● Problem details
Where in the data below does the word "coords" appear? Copy each line that holds it.

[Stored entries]
########################################

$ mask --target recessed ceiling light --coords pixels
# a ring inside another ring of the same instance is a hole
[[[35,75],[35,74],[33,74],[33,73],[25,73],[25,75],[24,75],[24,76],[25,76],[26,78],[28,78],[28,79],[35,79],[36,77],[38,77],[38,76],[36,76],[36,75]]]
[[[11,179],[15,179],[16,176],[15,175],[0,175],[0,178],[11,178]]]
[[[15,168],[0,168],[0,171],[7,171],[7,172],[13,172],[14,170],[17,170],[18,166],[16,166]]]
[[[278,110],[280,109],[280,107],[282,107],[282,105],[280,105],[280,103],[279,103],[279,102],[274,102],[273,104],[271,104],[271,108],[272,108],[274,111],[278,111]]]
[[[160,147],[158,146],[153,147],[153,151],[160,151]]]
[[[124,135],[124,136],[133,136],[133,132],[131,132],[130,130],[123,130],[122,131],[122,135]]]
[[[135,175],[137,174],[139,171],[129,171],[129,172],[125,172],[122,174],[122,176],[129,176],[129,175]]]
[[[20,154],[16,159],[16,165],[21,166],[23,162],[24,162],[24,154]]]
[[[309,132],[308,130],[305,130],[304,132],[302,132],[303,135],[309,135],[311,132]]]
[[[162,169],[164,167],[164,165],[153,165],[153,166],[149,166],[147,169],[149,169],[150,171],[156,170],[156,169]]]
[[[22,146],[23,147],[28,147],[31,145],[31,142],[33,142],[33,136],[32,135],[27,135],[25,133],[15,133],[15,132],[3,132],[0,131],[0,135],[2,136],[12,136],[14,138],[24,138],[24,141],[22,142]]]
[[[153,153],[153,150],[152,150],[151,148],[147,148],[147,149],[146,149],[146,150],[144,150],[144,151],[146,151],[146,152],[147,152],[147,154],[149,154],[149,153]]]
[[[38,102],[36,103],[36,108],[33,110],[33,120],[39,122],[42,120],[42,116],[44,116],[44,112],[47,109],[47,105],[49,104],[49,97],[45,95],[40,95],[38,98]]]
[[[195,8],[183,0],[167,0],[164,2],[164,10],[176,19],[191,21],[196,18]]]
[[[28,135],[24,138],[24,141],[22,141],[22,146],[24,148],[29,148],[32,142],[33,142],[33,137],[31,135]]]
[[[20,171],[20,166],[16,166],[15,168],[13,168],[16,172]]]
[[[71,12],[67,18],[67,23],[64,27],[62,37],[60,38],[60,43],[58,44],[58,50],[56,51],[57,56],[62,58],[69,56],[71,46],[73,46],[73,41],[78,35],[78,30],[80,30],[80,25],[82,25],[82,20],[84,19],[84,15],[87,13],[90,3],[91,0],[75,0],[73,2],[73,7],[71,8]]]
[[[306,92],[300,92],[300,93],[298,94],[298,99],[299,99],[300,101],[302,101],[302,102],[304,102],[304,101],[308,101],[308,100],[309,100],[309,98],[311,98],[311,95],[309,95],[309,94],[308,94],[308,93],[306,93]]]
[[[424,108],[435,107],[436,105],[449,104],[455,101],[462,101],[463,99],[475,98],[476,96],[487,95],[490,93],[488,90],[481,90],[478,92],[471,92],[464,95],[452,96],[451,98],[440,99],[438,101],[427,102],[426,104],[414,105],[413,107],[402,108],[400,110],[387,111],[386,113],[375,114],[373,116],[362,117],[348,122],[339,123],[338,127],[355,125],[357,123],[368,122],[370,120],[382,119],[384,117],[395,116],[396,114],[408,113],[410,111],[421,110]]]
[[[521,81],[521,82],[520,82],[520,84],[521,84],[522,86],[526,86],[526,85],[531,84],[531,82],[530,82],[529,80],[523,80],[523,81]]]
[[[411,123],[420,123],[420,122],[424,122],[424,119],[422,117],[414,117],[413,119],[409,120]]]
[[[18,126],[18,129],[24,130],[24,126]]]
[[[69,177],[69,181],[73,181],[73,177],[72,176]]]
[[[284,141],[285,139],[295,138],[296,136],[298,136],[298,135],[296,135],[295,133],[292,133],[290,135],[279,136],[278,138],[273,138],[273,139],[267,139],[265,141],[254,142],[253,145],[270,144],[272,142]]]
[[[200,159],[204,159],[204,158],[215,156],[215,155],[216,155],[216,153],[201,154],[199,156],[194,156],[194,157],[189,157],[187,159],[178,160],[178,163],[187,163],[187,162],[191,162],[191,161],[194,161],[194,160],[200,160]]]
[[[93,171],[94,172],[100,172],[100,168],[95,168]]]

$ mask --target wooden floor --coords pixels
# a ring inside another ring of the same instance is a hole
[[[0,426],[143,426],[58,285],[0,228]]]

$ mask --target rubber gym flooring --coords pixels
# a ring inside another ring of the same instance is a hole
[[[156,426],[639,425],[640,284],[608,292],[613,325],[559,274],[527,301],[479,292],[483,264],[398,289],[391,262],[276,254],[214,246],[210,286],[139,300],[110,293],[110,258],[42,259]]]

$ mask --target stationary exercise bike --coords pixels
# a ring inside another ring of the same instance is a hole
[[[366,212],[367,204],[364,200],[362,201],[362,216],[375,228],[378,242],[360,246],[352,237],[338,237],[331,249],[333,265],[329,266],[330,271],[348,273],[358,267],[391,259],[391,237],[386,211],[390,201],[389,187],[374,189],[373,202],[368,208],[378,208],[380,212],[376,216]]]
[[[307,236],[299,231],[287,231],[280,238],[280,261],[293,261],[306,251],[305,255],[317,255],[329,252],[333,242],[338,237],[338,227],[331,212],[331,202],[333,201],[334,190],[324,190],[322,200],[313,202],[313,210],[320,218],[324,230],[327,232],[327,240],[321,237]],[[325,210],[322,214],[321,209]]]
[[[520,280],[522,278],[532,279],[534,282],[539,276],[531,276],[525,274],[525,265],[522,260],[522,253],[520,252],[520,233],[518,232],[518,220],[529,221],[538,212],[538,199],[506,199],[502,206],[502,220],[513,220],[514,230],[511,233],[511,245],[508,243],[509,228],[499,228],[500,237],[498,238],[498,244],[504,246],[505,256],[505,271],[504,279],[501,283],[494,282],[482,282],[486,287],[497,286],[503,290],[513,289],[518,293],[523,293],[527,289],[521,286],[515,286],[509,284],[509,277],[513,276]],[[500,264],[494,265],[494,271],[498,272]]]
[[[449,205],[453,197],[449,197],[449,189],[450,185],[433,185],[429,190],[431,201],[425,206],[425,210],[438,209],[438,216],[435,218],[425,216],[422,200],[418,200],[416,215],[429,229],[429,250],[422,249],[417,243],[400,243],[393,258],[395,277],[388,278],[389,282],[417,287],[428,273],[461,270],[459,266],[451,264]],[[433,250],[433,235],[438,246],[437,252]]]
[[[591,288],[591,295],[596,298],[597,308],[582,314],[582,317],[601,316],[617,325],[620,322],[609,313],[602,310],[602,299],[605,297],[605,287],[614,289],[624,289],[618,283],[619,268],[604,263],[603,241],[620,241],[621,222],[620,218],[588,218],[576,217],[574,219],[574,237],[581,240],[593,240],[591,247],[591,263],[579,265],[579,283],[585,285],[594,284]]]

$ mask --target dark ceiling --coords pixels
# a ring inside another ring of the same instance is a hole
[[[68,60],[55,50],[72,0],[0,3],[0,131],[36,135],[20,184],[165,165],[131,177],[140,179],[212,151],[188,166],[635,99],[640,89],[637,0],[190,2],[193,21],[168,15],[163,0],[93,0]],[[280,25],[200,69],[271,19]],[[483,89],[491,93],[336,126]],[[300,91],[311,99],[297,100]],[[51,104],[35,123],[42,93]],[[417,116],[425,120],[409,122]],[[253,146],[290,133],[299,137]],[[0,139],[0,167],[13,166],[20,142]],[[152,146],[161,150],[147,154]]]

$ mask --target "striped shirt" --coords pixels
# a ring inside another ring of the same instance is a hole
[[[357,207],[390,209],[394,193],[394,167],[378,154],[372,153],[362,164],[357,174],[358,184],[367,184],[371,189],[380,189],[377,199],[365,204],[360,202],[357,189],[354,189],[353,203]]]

########################################

● Exercise answer
$ mask --target recessed ceiling light --coords pixels
$ mask --target wooden floor --coords pixels
$ mask --target rubber gym flooring --coords pixels
$ mask --target stationary exercise bike --coords pixels
$ mask --target dark ceiling --coords pixels
$ mask --target "striped shirt" --coords pixels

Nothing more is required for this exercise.